GOAL OF THE EXERCISE
Everything from the line with "drop a dot on every instance of the black roof" to the end of the data should be restated word for word, and nothing before it.

::::::::::

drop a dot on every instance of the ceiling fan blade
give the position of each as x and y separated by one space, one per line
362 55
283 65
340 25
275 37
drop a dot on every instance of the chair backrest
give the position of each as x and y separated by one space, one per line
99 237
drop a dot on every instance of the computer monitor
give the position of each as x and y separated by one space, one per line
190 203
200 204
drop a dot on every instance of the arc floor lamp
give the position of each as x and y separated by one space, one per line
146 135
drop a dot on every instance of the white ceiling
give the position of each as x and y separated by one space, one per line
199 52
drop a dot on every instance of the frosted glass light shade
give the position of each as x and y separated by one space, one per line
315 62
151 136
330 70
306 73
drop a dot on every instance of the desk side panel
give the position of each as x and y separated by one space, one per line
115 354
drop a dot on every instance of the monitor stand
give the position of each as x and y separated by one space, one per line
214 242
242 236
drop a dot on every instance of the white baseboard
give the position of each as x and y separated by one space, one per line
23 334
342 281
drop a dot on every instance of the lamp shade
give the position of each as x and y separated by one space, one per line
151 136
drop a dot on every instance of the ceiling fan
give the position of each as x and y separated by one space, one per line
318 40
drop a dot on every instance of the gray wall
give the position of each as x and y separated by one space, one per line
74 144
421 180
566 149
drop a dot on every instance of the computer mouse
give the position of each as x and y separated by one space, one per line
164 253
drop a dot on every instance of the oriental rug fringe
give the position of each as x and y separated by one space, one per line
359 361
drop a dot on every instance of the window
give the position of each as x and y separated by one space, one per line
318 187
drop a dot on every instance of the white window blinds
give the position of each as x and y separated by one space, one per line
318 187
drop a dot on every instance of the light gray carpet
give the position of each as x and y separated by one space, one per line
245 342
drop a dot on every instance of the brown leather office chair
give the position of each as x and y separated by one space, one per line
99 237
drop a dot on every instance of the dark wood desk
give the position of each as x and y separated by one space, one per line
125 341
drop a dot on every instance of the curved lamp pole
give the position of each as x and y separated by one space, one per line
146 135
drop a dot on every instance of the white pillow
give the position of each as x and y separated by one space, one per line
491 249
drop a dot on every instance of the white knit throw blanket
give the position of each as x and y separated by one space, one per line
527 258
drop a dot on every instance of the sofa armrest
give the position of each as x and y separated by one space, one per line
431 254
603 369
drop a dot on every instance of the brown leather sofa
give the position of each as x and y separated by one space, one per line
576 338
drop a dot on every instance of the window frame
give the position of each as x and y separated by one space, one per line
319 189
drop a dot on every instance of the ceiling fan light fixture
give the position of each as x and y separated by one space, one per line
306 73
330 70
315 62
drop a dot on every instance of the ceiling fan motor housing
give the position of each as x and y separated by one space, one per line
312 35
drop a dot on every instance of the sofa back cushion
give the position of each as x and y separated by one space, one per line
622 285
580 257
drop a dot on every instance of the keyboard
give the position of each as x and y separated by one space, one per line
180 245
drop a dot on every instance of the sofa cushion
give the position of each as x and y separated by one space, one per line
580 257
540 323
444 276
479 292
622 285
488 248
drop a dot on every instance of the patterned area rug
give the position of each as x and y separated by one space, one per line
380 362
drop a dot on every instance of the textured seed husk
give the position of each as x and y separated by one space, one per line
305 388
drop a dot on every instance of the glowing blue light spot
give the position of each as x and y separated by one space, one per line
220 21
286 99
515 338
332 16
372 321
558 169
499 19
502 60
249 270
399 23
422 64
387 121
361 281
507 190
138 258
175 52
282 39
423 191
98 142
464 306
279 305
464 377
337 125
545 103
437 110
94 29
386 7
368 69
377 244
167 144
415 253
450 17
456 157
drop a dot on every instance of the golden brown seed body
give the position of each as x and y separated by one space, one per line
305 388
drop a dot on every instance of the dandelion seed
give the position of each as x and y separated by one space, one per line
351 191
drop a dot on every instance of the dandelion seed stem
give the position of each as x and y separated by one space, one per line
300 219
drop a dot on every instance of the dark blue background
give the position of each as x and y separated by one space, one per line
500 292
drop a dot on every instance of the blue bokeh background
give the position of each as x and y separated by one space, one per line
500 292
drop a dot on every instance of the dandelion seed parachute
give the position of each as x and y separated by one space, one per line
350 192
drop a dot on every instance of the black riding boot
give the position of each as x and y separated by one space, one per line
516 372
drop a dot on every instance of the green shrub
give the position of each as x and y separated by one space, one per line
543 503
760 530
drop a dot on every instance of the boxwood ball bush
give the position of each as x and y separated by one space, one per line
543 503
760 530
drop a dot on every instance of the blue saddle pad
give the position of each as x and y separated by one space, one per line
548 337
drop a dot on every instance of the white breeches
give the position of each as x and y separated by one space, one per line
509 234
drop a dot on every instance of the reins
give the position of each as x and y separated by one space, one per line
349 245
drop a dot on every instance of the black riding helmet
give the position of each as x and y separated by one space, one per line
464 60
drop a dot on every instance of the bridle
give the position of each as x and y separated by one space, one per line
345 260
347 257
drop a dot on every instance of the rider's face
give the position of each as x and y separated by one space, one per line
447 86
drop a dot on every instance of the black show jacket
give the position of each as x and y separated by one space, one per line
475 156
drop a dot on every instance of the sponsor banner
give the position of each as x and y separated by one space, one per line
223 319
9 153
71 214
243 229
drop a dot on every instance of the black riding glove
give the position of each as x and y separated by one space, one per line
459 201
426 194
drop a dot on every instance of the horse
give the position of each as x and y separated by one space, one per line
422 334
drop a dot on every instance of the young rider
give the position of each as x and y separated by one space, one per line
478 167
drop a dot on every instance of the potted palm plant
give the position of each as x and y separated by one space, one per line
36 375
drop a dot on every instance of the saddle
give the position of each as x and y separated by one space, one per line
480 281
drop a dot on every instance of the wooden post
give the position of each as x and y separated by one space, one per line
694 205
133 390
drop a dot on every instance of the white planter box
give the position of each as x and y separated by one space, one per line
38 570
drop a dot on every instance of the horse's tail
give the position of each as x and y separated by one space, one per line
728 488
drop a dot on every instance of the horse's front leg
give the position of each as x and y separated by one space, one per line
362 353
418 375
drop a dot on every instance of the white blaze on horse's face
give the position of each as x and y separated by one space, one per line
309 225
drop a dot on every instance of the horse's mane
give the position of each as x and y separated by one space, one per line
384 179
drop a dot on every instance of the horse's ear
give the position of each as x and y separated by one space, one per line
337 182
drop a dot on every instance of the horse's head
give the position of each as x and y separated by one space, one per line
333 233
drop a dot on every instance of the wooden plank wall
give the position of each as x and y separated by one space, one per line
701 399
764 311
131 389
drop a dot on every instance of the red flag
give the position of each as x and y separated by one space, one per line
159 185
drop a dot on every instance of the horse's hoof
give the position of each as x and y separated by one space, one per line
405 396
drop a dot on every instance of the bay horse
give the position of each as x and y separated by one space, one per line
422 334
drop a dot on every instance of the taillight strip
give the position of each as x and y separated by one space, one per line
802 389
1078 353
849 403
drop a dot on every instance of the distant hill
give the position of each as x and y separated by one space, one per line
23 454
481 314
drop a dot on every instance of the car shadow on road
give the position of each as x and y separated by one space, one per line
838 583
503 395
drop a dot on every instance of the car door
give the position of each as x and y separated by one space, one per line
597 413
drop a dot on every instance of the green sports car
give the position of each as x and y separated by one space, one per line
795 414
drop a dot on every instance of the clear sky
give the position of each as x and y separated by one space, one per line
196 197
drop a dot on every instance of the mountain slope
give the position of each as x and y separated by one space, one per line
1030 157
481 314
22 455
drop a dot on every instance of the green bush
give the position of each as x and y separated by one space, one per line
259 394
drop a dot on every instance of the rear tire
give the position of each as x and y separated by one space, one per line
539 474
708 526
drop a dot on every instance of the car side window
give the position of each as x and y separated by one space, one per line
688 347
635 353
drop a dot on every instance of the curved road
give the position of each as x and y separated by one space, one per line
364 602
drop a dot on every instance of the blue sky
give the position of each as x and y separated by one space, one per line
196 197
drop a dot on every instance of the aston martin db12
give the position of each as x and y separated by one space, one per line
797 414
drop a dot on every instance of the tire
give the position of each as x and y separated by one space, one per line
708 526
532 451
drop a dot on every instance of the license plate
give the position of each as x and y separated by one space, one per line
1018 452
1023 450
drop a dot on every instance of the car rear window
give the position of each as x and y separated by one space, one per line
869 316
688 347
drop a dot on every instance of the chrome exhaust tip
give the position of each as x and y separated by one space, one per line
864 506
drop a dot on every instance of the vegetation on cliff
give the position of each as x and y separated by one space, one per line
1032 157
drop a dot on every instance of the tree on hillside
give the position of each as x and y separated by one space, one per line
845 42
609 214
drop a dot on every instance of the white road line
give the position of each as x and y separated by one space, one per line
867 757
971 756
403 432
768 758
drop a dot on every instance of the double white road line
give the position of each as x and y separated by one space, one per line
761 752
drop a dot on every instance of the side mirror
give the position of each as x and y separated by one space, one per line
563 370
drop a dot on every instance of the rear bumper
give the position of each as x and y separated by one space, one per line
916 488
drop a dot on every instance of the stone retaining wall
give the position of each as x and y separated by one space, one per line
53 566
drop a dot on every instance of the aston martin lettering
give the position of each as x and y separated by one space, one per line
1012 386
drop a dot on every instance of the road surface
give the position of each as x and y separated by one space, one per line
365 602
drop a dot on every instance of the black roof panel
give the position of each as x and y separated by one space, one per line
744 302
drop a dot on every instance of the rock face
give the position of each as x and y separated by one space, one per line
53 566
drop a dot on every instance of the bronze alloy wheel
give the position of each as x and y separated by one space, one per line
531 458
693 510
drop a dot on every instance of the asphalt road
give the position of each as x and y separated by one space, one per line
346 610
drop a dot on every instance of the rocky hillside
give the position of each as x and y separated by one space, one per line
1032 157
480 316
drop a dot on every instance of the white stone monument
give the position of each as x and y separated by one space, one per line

::::::::::

SOLUTION BELOW
drop a dot on every instance of the black roof panel
give the position of each as x and y separated by one space, one per line
744 302
drop a dot on every instance of the rock face
give the position of each as x and y separated by one space, one per line
53 566
drop a dot on every instance of the bronze alloy wheel
give the position of each as x and y separated by one space, one per line
531 458
693 510
drop a dot on every instance of the asphalt road
give the position of each as x and y separated by one space, one per line
346 610
drop a dot on every instance of the rocky hillside
give the position of each as x and y separated by one space, one per line
1032 157
480 316
drop a dot on every instance of the white stone monument
give the position of each as x and y separated by one space, one per line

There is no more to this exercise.